(Document text Opens)

Member of the Minnesota House of Representatives from the 39B district
- In office 1973–1980

Personal details
- Born: April 22, 1928 Jetmore, Kansas, U.S.
- Died: May 27, 2022 (aged 94) Chaska, Minnesota, U.S.
- Party: Independent Republican
- Spouse: A. Gene Crenshaw
- Children: 2
- Alma mater: University of Kansas
- Occupation: Politician

= Ray Pleasant =

American politician (1928–2022)

Ray O'Jean Pleasant (April 22, 1928 – May 27, 2022) was an American politician in the state of Minnesota.

== Early life and career ==
Pleasant was born in Jetmore, Kansas. He served in the United States Army during the Korean War as an army engineer and received his bachelor's degree in electrical engineering from the University of Kansas in 1951. Pleasant worked for Remington Rand and was sent to Minneapolis, Minnesota. He then lived in Bloomington, Minnesota with his wife and family and served on the Bloomington City Council from 1970 to 1973. Pleasant then served in the Minnesota House of Representatives from 1973 to 1980 as an Independent Republican member, representing district 39B. He was the second African-American to be elected to the Minnesota House of Representatives, and the first since the election of John Francis Wheaton in 1899.

Pleasant's wife A. Gene Crenshaw served for a time on the judicial selection board of the governor of Minnesota.

(Document text Closes)
(Dataset content Opens)

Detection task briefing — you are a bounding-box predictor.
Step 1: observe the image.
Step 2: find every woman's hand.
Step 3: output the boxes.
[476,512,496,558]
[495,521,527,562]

(Dataset content Closes)

Goal of the exercise:
Answer these questions using the article on Ray Pleasant.
1. From which university did Pleasant receive his bachelor's degree, and in what year?
2. Which company sent him to Minneapolis, Minnesota?
3. In what city did he die?

Written response:
1. The University of Kansas, in 1951.
2. Remington Rand.
3. Chaska, Minnesota.